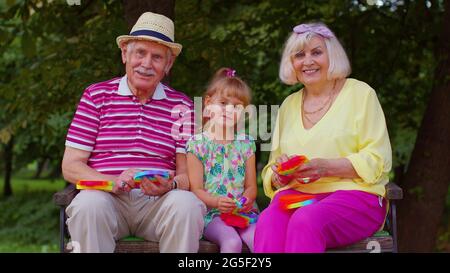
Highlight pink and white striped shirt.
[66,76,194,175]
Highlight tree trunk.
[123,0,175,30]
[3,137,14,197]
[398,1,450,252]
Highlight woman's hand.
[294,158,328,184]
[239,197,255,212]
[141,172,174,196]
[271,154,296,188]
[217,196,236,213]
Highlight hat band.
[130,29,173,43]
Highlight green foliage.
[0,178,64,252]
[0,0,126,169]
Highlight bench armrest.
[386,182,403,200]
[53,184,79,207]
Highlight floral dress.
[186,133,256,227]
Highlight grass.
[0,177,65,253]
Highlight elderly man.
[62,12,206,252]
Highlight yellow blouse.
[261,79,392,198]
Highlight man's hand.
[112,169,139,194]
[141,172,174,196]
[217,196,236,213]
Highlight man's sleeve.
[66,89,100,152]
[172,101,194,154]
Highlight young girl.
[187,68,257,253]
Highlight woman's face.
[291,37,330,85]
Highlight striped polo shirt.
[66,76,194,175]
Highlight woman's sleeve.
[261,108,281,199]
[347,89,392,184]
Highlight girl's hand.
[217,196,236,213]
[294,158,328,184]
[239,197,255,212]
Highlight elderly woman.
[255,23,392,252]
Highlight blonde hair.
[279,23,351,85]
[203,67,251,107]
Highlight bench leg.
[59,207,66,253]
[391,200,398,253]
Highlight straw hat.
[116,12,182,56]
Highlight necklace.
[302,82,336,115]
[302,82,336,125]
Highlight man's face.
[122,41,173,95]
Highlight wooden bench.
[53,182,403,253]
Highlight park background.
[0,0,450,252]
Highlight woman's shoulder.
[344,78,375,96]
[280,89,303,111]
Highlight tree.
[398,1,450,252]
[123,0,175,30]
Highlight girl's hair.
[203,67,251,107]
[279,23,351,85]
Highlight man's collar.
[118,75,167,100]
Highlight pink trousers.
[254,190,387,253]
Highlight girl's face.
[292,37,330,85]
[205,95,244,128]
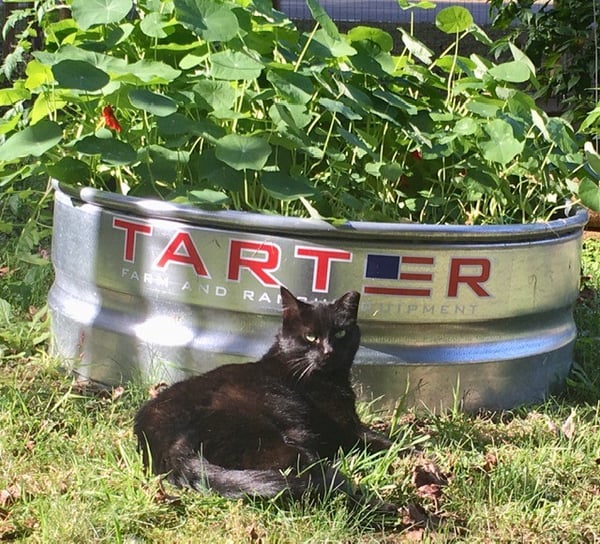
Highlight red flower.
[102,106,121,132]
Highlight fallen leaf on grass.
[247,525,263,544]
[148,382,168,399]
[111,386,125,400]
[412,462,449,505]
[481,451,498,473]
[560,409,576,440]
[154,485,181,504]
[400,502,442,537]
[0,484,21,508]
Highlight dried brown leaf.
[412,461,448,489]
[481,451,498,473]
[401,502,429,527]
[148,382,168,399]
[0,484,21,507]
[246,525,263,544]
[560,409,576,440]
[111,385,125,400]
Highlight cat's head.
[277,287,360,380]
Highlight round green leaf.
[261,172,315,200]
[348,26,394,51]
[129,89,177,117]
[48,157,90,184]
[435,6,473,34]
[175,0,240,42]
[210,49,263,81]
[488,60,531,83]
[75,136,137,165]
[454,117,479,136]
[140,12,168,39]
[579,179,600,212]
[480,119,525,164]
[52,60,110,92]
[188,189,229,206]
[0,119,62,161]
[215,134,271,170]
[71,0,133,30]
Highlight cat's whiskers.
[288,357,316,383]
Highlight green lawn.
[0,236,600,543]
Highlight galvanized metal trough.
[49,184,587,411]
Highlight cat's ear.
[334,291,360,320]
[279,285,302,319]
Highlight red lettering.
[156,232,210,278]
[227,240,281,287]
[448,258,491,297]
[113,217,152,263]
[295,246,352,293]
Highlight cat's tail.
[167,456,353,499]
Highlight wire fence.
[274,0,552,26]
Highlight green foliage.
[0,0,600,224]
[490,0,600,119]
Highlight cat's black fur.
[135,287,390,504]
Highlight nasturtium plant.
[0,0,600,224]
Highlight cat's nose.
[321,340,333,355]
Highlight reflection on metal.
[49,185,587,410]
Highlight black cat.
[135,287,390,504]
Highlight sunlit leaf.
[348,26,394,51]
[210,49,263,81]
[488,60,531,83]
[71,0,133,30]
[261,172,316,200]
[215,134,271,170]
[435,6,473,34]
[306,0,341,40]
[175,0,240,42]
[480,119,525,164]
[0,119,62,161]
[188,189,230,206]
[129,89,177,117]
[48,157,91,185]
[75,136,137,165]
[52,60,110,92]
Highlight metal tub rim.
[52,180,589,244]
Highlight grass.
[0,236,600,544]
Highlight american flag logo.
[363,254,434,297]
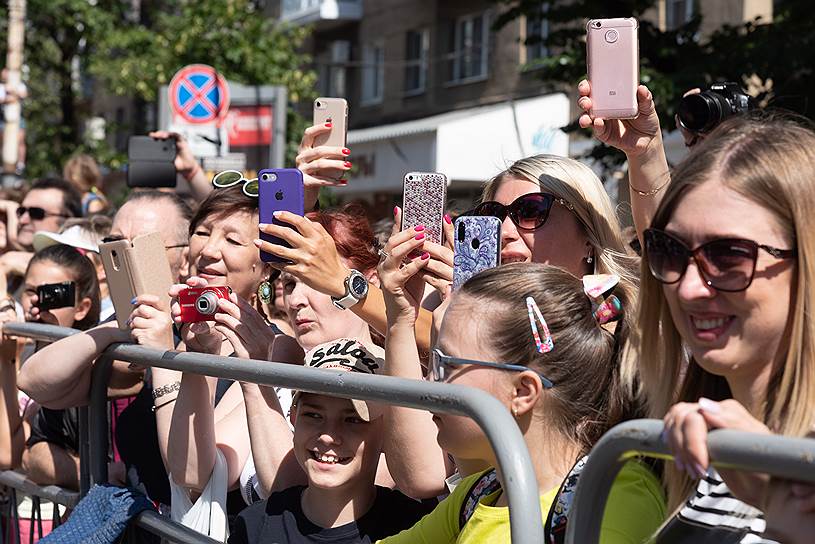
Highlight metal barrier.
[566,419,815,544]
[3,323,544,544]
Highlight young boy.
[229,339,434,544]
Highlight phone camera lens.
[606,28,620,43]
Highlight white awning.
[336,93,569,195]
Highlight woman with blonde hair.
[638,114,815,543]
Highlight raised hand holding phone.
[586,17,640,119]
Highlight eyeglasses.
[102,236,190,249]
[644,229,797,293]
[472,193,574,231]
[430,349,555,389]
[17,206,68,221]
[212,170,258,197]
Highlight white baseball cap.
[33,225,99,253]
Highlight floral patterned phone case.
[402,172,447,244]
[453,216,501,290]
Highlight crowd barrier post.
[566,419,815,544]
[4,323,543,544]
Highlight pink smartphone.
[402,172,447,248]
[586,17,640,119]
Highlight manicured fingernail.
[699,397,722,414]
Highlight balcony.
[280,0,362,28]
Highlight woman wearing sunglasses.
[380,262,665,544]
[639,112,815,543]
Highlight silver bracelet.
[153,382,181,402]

▶ TASK TO COMPLETE
Format the lines from the one containing "Highlight balcony." through the last line above as a Markdown table with the columns Number and Line, numbering the rows and leaving out any blank lines.

▶ FULL ANSWER
| Number | Line |
|---|---|
| 1 | Highlight balcony. |
| 2 | [280,0,362,28] |
| 3 | Highlight woman wearing sunglasses. |
| 4 | [380,262,665,544] |
| 5 | [639,112,815,543] |
| 6 | Highlight silver bracelet. |
| 7 | [153,382,181,402] |